▶ WRITTEN PROBLEM:
Rewrite the lines of each of the following records as a numbered list, leaving out any blank lines.

▶ LISTED ENTRIES:
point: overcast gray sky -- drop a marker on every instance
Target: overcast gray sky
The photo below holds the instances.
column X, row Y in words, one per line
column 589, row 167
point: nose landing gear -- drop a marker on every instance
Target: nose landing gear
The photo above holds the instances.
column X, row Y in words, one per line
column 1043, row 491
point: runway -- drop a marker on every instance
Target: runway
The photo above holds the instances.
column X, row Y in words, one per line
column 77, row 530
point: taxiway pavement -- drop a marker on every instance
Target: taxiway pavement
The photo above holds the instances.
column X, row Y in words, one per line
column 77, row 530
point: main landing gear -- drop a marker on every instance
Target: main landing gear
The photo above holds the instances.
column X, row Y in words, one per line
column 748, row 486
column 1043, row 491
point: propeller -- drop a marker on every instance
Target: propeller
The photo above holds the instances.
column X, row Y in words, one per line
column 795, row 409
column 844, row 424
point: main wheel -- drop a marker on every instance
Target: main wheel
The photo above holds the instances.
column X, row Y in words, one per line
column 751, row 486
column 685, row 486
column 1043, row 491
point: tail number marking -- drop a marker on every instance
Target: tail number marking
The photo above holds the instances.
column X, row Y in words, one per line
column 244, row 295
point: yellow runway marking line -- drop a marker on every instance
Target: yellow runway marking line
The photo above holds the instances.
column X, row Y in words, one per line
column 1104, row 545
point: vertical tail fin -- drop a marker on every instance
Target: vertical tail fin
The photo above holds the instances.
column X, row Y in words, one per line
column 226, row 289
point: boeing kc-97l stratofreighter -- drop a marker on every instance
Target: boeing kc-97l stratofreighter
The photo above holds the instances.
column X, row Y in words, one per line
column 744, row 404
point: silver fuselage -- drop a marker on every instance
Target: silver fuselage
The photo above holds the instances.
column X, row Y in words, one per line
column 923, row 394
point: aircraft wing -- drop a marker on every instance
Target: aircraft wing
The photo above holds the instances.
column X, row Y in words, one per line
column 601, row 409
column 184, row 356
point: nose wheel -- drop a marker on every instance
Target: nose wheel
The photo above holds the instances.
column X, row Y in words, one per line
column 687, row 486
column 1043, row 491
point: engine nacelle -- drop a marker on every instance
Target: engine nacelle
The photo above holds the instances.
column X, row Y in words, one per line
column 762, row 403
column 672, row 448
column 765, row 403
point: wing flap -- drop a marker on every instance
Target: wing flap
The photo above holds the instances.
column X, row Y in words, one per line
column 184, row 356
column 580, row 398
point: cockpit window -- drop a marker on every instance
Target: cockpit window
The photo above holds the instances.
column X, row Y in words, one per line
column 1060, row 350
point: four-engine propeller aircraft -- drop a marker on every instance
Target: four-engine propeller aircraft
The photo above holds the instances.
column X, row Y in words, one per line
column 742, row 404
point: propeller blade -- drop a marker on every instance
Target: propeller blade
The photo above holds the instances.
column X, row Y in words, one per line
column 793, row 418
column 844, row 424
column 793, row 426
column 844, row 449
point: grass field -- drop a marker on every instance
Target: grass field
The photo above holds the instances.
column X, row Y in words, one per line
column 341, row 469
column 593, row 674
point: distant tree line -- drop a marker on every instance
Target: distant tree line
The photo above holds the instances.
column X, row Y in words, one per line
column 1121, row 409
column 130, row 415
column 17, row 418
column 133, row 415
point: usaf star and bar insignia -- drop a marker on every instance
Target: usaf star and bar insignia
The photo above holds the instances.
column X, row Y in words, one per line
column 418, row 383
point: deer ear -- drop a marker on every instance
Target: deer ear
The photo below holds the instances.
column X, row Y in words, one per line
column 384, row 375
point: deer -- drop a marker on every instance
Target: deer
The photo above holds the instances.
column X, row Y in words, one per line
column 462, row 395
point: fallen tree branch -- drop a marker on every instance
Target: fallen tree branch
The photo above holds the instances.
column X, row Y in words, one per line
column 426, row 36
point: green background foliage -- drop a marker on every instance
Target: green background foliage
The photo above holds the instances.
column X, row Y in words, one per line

▶ PROBLEM SOLUTION:
1. point: overcast gray sky -- drop a marker on every instance
2. Target: overcast gray sky
3. The photo below holds the instances.
4. column X, row Y in words, one per line
5. column 589, row 167
6. point: nose landing gear -- drop a marker on every instance
7. Target: nose landing gear
8. The photo above holds the instances.
9. column X, row Y in words, one per line
10. column 1043, row 491
11. point: runway -- drop a marker on every instance
12. Target: runway
13. The photo above holds the instances.
14. column X, row Y in words, one per line
15. column 77, row 530
16. point: taxiway pavement -- drop a marker on every instance
17. Target: taxiway pavement
18. The photo above holds the instances.
19. column X, row Y in words, one per line
20. column 77, row 530
21. point: main landing gear -- drop a marker on every instance
22. Target: main landing gear
23. The photo above holds the instances.
24. column X, row Y in words, one per line
25. column 748, row 486
26. column 1043, row 491
27. point: propeller -- drop a marker on every instance
28. Target: propeller
29. The photo above holds the instances.
30. column X, row Y in words, one per line
31. column 795, row 409
32. column 844, row 424
33. point: main wheel -- drop a marker on every instance
34. Target: main wheel
35. The photo above holds the instances.
36. column X, row Y in words, one per line
37. column 751, row 486
38. column 685, row 486
39. column 1043, row 491
40. point: tail number marking -- drop a marker on every instance
41. Target: tail number marking
42. The photo above holds the instances.
43. column X, row Y in words, one per line
44. column 244, row 295
45. point: yellow runway marking line -- drop a marker on every instance
46. Target: yellow runway marking line
47. The photo above holds the instances.
48. column X, row Y in words, one per line
49. column 1104, row 545
50. point: vertical tail fin -- drop a marker on every instance
51. Target: vertical tail fin
52. The photo above holds the instances.
53. column X, row Y in words, one per line
54. column 226, row 289
55. point: boeing kc-97l stratofreighter -- drop a marker on every instance
56. Target: boeing kc-97l stratofreighter
57. The photo above holds the instances.
58. column X, row Y in words, one per line
59. column 744, row 404
60. point: silver fuselage -- drop a marker on every instance
61. Target: silver fuselage
62. The photo above holds the instances.
63. column X, row Y in words, one per line
64. column 923, row 394
65. point: aircraft wing -- drop a marker on every instance
66. Target: aircraft wing
67. The photo above holds the instances.
68. column X, row Y in words, one per line
69. column 601, row 409
70. column 184, row 356
71. point: nose wheel -- drop a marker on every instance
72. Target: nose wheel
73. The photo above holds the instances.
74. column X, row Y in words, one per line
75. column 687, row 486
76. column 1043, row 491
77. point: engine nacelle -- drop a marker on every instance
78. Target: engine nacelle
79. The photo above holds the instances.
80. column X, row Y in words, one per line
81. column 762, row 403
82. column 672, row 448
83. column 765, row 403
84. point: wing flap -- drop a marker on every instance
85. Target: wing flap
86. The photo above holds the instances.
87. column X, row Y in words, one per line
88. column 184, row 356
89. column 580, row 398
90. point: cockpit window -- drop a marker on every instance
91. Target: cockpit window
92. The photo above holds the instances.
93. column X, row Y in words, one per line
94. column 1060, row 350
95. point: four-engine propeller aircraft -- drop a marker on every instance
96. Target: four-engine propeller aircraft
97. The photo above holds the instances.
98. column X, row Y in words, one per line
99. column 742, row 404
100. point: propeller blade -- drop a marker on every instance
101. Target: propeller blade
102. The photo above holds the instances.
103. column X, row Y in words, one per line
104. column 793, row 418
105. column 844, row 424
106. column 793, row 426
107. column 844, row 449
108. point: grass field -- drop a marker on every instance
109. Target: grass field
110. The photo above holds the instances.
111. column X, row Y in words, one per line
112. column 341, row 469
113. column 593, row 674
114. point: distant tree line -- drop a marker on every instance
115. Target: distant tree line
116. The photo above holds the instances.
117. column X, row Y in words, one per line
118. column 1121, row 409
119. column 130, row 415
120. column 17, row 418
121. column 133, row 415
122. point: usaf star and bar insignia -- drop a marker on every instance
123. Target: usaf star and bar insignia
124. The photo above holds the instances.
125. column X, row Y in words, one per line
126. column 418, row 383
127. point: deer ear -- drop a marker on every instance
128. Target: deer ear
129. The photo below holds the instances.
130. column X, row Y in words, one per line
131. column 384, row 375
132. point: deer -- drop a marker on every instance
133. Target: deer
134. The photo above holds the instances.
135. column X, row Y in words, one per line
136. column 462, row 395
137. point: fallen tree branch -- drop a marker on every instance
138. Target: fallen tree branch
139. The photo above holds the instances.
140. column X, row Y in words, one per line
141. column 426, row 36
142. point: green background foliage -- drop a marker on every instance
143. Target: green background foliage
144. The photo above holds the instances.
145. column X, row Y in words, one per line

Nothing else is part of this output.